Reproduce the passage on phosphate and biofilm microbes word for word, from "3.6 Effect of" to "Rhizosolenia and Pleurosigma.".

== Text shown ==
= Beginning of Section =
3.6 Effect of phosphate on microbial composition of biofilm
Figure 9 showed the changes of microbial composition in the biofilms formed on the surface of attached materials under different water temperatures. The microbial communities among these biofilms formed in different phosphate levels showed no significant difference, the microorganisms in biofilms mainly included Bacillus, Pseudomonas, Vibrio, Aeromonas, Flavobacteria, Halomonas, Photobacterium, Xanthomonas, Acinetobacter, and Alcaligenes, among which the predominant including Bacillus, Aeromonas, Pseudomonas and Vibrio. The main microalgae in biofilms were diatoms, and the dominant species were Nitzschiella and Navicula, Rhizosolenia and Pleurosigma.
= End of Section =
== Data extract ==
= Beginning of Section =
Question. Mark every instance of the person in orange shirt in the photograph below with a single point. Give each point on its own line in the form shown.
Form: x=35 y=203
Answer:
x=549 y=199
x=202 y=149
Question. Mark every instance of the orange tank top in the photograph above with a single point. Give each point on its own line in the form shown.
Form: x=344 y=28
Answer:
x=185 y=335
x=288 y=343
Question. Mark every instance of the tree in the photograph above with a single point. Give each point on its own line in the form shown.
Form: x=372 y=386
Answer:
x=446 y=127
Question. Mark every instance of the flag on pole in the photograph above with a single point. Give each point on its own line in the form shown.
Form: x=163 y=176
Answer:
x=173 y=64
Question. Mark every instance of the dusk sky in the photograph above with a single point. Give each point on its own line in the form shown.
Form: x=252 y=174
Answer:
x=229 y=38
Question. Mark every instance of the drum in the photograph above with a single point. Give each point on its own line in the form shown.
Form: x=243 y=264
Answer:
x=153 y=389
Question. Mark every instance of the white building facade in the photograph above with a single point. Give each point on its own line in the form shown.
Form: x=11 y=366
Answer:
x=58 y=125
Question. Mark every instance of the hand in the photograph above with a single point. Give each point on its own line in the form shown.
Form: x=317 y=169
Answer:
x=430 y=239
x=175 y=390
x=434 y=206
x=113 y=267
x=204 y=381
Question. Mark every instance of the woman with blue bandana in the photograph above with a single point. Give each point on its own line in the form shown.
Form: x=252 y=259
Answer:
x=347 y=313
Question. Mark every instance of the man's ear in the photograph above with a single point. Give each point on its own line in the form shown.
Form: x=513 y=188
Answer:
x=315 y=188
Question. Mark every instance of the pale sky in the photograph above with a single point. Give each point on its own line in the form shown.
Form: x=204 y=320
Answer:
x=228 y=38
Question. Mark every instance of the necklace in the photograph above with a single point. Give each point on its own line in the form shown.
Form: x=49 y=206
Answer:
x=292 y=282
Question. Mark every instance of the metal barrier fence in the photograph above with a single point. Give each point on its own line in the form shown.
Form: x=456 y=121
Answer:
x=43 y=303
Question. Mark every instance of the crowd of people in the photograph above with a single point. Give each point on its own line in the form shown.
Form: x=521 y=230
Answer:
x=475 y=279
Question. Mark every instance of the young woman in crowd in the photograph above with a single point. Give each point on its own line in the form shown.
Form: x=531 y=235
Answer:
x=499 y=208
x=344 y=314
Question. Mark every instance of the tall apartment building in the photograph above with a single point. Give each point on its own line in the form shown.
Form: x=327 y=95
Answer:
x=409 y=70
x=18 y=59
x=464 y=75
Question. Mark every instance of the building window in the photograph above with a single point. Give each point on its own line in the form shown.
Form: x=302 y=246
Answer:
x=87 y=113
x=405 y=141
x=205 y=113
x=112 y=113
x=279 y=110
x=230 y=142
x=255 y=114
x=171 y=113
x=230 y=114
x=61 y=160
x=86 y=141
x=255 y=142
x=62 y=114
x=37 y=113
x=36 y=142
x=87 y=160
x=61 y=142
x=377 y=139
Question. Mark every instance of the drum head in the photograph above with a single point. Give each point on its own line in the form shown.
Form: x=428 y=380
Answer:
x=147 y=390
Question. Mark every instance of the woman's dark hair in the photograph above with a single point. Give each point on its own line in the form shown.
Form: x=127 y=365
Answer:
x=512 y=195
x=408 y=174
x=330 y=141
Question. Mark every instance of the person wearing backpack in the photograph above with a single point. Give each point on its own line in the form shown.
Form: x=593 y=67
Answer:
= End of Section =
== Reply to the exercise ==
3.6 Effect of phosphate on microbial composition of biofilm
Figure 9 showed the changes of microbial composition in the biofilms formed on the surface of attached materials under different water temperatures. The microbial communities among these biofilms formed in different phosphate levels showed no significant difference, the microorganisms in biofilms mainly included Bacillus, Pseudomonas, Vibrio, Aeromonas, Flavobacteria, Halomonas, Photobacterium, Xanthomonas, Acinetobacter, and Alcaligenes, among which the predominant including Bacillus, Aeromonas, Pseudomonas and Vibrio. The main microalgae in biofilms were diatoms, and the dominant species were Nitzschiella and Navicula, Rhizosolenia and Pleurosigma.